### Required work
Where the word "slate" appears in a line below, copy the whole line.

### Source information
++++++++++++++++++++

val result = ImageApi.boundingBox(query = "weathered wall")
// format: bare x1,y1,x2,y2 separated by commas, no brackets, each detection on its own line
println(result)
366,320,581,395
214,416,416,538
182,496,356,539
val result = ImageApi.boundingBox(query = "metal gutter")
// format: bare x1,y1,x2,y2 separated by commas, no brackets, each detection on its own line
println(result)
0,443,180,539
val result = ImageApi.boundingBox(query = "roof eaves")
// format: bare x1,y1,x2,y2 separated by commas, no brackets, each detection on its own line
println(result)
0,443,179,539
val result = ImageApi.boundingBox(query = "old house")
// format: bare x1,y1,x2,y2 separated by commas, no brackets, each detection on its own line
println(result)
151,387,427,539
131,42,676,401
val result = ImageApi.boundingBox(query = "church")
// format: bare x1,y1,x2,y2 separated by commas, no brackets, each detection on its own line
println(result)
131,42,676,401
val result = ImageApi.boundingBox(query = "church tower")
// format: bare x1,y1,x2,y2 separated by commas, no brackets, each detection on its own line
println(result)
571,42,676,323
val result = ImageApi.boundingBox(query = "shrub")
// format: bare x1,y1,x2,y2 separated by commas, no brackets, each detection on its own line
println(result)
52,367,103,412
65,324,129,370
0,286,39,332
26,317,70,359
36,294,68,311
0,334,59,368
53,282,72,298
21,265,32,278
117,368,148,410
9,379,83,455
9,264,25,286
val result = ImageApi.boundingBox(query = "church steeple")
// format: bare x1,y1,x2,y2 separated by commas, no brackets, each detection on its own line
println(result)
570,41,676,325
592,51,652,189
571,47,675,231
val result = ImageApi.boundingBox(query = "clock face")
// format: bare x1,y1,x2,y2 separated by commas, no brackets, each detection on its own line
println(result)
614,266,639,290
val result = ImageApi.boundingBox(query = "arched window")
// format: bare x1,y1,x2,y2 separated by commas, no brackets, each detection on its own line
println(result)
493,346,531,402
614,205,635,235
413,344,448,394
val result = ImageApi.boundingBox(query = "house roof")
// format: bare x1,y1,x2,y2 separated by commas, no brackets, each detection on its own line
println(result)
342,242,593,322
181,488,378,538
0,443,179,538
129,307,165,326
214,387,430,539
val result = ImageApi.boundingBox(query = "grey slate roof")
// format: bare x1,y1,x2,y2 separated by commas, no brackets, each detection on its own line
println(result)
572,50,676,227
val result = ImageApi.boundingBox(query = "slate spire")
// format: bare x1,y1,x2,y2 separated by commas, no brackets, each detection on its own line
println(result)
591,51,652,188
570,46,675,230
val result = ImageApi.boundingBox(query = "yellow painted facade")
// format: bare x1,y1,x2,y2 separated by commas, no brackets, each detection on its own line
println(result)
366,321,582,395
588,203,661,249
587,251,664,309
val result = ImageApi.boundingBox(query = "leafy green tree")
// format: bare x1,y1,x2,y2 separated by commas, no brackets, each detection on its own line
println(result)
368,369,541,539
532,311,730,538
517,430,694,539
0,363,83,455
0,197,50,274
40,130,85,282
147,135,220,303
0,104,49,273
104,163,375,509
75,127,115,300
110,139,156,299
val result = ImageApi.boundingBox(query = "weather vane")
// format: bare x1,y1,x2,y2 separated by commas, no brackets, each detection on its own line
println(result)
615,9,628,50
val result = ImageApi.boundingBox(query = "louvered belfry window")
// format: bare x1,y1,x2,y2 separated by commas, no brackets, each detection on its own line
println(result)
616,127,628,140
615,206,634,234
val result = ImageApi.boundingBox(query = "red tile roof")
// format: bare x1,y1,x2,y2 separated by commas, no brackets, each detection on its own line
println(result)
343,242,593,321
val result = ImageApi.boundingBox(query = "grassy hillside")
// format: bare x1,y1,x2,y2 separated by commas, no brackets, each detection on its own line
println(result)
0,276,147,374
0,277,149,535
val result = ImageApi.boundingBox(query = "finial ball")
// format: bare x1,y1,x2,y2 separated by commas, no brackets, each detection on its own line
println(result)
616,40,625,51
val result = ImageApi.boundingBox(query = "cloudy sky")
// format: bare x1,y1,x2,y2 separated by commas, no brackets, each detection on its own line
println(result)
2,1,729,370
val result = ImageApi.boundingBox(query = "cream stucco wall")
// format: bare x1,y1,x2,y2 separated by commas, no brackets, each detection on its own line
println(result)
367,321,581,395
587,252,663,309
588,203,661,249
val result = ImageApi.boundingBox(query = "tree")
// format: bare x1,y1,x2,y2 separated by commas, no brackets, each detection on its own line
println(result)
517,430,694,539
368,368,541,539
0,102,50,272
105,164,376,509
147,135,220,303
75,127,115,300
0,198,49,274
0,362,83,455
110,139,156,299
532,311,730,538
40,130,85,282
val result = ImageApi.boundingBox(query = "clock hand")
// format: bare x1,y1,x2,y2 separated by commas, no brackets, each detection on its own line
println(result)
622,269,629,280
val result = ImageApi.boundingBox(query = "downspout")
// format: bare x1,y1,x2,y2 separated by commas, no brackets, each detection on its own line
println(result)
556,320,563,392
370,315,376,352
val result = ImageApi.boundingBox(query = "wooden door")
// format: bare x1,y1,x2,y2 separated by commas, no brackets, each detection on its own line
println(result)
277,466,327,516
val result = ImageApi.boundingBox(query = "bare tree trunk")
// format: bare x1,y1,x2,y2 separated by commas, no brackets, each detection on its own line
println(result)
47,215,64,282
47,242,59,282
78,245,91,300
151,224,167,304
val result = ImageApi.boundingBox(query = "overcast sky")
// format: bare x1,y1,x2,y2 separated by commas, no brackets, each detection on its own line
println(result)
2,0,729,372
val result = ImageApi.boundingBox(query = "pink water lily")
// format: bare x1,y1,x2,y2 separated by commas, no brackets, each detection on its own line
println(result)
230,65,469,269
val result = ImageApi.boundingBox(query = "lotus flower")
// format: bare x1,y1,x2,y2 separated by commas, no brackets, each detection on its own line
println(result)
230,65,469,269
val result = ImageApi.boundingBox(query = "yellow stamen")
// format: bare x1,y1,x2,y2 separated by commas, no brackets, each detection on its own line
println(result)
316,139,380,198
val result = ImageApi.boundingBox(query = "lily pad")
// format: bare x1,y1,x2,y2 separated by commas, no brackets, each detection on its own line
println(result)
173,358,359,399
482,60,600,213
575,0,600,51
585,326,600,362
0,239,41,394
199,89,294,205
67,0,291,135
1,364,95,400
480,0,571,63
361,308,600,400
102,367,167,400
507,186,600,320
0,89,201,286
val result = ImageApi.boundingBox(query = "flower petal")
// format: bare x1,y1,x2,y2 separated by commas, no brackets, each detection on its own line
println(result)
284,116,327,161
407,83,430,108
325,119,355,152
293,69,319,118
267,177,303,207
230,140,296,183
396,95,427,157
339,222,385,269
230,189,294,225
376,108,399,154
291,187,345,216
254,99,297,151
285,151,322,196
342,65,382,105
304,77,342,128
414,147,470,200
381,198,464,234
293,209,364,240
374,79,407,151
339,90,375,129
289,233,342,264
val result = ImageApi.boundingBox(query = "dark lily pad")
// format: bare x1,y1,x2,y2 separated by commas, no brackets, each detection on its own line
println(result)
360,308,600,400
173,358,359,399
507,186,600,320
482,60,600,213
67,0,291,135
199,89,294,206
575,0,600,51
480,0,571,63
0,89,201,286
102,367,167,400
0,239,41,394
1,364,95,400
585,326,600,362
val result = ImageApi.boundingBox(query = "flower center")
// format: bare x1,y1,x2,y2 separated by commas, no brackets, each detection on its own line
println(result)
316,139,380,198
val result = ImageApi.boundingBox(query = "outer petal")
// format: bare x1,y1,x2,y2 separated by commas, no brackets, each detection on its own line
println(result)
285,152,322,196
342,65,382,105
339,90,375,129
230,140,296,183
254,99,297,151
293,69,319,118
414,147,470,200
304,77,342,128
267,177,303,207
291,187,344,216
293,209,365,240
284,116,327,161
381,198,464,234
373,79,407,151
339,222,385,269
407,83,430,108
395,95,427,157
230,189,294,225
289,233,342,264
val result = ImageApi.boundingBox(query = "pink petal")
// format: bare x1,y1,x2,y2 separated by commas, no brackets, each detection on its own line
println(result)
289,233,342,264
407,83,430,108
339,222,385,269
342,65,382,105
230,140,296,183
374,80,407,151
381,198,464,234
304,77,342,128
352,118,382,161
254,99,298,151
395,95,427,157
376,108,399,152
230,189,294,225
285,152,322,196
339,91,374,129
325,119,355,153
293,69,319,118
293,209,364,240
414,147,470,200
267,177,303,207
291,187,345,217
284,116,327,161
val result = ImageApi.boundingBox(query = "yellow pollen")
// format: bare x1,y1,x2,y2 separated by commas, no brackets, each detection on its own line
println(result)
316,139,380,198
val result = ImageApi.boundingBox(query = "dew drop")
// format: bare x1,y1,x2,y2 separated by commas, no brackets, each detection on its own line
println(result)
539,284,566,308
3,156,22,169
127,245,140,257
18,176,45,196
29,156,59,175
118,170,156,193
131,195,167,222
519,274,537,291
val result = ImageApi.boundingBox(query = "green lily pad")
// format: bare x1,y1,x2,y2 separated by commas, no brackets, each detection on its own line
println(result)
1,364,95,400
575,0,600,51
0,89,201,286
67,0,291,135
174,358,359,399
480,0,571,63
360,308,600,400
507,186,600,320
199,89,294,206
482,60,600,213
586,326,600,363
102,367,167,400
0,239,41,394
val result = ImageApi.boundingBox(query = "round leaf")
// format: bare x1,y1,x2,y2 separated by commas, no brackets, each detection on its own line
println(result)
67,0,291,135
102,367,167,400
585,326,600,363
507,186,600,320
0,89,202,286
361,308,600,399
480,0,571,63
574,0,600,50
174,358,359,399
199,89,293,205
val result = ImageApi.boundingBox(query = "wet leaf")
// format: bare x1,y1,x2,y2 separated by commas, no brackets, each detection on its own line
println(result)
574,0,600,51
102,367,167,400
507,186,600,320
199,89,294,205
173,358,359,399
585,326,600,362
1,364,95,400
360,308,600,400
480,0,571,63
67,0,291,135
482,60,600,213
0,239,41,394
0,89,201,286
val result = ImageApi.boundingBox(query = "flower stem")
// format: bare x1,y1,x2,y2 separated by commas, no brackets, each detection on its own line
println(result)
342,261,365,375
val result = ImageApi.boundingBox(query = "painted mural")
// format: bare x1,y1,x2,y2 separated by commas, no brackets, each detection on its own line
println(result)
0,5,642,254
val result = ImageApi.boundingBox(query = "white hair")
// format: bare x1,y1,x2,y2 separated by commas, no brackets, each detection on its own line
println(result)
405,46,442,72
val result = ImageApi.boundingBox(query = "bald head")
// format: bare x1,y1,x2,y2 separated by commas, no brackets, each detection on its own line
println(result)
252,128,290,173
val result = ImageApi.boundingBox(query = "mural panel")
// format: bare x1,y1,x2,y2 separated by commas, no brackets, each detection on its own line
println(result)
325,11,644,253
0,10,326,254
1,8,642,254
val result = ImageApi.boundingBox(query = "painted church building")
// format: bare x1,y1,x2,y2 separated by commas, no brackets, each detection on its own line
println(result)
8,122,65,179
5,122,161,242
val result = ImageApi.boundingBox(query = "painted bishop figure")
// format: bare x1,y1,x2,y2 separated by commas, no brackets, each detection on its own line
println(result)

++++++++++++++++++++

### Worked solution
val result = ImageApi.boundingBox(query = "grey slate roof")
val result = ImageApi.boundingBox(query = "slate spire")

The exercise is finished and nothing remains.